> **PROBLEM TO WORK ON**
Starting from the line that holds "Can you find the hand", print each remaining line of the entries exactly, ending with the last.

> **MATERIAL PROVIDED**

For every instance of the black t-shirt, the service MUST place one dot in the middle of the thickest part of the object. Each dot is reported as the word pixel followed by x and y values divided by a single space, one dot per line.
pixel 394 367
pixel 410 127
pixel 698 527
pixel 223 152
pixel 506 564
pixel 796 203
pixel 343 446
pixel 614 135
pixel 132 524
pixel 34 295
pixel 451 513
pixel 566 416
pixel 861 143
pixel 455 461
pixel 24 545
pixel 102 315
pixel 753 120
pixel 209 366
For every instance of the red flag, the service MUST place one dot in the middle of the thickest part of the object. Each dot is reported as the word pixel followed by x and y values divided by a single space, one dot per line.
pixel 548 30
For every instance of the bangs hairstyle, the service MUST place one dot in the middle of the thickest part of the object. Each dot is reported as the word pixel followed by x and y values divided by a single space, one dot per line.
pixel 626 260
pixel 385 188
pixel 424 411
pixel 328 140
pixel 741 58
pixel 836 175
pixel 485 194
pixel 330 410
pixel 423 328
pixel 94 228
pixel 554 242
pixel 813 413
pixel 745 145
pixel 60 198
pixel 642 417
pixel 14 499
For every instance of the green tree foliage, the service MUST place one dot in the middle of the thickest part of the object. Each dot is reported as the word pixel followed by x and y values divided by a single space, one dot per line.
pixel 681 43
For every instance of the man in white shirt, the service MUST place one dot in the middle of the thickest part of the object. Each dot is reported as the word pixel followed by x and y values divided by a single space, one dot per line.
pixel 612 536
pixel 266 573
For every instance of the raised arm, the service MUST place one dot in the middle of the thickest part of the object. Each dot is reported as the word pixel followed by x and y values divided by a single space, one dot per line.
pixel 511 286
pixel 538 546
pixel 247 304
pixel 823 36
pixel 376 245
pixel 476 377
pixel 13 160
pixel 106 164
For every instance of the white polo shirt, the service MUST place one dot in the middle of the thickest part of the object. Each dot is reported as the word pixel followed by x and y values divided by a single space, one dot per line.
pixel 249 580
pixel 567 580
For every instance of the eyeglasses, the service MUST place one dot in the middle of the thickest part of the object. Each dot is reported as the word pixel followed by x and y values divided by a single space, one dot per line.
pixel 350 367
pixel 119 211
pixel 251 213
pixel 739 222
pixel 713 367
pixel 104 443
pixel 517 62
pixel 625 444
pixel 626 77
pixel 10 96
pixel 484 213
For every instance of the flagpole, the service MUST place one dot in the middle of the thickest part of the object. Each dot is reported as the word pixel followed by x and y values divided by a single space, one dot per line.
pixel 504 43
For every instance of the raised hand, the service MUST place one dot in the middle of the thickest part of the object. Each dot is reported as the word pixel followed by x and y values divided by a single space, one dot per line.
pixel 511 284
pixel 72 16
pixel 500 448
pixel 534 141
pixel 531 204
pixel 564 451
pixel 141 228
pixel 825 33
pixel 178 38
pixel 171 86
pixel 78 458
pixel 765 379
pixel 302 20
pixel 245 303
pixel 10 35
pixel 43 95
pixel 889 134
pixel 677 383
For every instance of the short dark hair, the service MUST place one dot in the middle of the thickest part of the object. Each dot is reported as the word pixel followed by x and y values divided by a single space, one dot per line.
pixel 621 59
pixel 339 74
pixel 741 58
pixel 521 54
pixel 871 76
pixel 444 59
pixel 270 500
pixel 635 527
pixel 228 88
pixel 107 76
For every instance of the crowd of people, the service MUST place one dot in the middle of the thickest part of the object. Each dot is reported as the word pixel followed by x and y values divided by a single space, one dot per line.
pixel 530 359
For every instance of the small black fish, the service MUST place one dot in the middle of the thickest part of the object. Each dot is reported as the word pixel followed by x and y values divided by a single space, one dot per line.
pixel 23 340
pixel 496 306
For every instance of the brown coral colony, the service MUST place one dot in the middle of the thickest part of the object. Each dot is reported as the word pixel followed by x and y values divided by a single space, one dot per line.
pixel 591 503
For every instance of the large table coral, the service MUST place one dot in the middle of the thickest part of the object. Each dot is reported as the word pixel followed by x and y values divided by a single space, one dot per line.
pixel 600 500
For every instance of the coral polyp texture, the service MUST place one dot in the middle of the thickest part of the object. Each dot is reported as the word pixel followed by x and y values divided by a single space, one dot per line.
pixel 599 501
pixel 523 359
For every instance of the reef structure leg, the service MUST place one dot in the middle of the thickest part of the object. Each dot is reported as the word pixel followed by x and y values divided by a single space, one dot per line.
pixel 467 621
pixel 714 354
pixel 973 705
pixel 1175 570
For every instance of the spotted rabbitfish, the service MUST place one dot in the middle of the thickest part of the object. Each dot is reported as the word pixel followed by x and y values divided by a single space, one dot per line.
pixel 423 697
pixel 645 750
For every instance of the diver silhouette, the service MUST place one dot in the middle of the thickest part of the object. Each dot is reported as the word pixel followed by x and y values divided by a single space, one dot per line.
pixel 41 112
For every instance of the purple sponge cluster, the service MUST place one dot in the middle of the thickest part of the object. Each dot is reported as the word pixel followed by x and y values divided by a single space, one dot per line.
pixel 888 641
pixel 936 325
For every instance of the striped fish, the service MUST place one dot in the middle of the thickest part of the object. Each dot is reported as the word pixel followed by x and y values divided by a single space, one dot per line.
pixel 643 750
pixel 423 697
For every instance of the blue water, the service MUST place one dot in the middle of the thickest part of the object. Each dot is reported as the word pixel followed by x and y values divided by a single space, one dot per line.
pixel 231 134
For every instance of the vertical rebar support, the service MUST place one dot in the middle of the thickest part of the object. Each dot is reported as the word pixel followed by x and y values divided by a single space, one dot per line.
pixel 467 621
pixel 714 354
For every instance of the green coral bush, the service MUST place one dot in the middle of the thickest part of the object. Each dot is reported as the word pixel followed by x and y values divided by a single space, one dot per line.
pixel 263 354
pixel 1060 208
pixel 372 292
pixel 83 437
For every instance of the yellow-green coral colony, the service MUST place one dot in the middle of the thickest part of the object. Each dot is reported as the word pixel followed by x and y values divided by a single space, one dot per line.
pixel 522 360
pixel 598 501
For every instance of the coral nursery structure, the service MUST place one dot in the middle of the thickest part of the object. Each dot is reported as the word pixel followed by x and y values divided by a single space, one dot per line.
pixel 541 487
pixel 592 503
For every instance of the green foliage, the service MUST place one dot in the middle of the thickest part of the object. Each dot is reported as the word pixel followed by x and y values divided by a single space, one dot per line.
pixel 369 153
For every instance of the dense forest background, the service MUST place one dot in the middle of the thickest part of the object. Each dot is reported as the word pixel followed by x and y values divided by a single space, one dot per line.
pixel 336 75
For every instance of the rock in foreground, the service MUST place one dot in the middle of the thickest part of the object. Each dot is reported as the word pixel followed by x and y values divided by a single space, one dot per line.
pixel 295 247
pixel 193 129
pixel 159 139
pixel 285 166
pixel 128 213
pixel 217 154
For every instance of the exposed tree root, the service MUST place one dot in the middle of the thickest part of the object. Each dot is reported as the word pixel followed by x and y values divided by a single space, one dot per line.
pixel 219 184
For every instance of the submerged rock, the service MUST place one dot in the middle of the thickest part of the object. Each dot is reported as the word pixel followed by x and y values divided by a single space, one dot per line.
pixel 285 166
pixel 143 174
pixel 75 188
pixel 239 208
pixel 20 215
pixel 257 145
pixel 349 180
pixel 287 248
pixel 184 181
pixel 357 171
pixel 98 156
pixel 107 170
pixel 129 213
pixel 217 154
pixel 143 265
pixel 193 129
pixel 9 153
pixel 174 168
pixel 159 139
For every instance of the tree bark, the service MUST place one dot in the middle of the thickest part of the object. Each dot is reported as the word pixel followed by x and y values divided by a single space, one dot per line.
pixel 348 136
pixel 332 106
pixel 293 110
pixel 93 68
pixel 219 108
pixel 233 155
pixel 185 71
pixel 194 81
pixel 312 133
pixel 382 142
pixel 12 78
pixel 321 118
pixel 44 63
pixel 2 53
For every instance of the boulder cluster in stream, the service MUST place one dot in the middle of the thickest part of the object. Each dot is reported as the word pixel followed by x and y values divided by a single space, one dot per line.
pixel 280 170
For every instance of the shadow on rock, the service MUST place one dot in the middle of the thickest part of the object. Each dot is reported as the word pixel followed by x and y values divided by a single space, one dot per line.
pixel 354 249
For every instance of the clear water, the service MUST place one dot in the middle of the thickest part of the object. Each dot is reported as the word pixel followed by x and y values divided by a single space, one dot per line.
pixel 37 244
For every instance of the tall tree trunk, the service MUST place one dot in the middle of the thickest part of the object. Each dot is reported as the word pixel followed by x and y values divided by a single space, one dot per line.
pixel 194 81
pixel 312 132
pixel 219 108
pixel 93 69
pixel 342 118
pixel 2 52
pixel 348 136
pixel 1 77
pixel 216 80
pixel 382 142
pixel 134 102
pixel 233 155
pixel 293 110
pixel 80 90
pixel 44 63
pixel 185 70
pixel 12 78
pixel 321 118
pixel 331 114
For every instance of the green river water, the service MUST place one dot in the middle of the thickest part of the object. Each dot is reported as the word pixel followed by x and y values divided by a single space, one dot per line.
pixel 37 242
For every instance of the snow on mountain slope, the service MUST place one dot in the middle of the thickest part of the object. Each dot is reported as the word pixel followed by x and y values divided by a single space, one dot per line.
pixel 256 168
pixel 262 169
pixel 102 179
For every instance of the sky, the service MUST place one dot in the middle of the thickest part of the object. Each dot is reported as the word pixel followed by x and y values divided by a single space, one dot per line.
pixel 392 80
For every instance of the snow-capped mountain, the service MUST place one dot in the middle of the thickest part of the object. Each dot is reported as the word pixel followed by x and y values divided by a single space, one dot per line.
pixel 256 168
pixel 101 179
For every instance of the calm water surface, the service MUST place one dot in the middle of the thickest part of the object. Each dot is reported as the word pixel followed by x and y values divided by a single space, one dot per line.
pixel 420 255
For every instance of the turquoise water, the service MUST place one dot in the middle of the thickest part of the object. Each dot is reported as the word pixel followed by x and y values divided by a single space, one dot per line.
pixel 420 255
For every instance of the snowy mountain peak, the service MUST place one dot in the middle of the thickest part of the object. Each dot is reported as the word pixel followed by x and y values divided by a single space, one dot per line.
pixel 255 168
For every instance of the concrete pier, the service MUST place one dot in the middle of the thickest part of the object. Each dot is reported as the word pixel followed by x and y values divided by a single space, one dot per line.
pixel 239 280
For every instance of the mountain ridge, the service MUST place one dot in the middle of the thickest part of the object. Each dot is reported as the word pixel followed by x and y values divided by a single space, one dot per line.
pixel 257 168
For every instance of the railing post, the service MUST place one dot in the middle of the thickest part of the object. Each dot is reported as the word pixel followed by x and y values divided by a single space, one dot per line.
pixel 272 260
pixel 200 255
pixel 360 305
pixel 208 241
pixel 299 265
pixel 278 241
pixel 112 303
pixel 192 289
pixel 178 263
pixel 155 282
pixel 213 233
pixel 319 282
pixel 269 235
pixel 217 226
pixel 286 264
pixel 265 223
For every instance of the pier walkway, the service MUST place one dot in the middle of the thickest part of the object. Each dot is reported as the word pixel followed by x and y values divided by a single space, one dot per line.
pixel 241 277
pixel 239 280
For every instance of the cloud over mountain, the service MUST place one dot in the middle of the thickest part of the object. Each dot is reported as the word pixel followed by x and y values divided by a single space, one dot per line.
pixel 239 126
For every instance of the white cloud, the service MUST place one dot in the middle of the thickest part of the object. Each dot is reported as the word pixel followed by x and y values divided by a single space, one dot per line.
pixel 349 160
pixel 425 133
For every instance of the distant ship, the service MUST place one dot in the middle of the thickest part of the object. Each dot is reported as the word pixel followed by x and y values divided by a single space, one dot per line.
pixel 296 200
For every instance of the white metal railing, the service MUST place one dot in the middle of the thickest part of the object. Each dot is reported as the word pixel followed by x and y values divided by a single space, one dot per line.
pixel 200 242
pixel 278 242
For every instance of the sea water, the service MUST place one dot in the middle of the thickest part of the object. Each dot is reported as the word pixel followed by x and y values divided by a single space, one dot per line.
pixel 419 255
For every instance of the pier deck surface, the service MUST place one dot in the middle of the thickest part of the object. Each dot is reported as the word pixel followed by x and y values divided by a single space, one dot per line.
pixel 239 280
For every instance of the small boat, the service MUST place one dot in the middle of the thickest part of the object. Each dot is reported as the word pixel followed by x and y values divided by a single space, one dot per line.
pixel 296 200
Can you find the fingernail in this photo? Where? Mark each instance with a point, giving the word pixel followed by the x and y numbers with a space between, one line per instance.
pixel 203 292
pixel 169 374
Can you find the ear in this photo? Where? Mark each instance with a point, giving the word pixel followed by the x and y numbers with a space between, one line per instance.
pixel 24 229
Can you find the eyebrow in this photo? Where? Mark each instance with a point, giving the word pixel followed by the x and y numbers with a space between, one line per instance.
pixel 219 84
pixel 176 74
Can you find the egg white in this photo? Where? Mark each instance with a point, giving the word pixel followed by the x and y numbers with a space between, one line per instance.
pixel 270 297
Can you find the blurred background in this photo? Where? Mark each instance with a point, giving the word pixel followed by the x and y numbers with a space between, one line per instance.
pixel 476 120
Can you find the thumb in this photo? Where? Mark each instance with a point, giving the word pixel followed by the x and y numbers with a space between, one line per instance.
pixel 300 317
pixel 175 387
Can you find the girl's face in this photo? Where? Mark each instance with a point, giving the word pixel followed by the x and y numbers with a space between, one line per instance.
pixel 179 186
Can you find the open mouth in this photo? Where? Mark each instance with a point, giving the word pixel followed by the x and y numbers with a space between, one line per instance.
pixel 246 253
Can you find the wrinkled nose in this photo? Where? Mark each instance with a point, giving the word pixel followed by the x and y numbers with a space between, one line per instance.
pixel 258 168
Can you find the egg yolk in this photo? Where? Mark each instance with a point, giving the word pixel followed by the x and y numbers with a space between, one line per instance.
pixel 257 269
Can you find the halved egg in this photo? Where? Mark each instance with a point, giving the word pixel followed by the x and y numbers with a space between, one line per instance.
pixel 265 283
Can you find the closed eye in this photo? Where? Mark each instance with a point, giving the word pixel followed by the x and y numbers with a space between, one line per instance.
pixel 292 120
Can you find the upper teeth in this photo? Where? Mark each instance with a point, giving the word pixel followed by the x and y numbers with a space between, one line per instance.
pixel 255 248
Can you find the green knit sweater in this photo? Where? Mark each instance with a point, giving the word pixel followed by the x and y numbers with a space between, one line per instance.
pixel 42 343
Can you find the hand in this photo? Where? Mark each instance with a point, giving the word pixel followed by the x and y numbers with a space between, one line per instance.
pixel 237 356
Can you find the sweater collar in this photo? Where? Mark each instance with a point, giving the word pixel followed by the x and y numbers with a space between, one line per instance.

> **TASK RESPONSE**
Can you find the hand in this photo? Where? Mark each instance with a point, giving the word pixel followed by the x and y numbers with a space between, one line per instance.
pixel 237 356
Can you find the sweater collar in this photo? Where? Mark each instance with a point, giving the word pixel followed by the x and y numbers with a space between, one line per instance.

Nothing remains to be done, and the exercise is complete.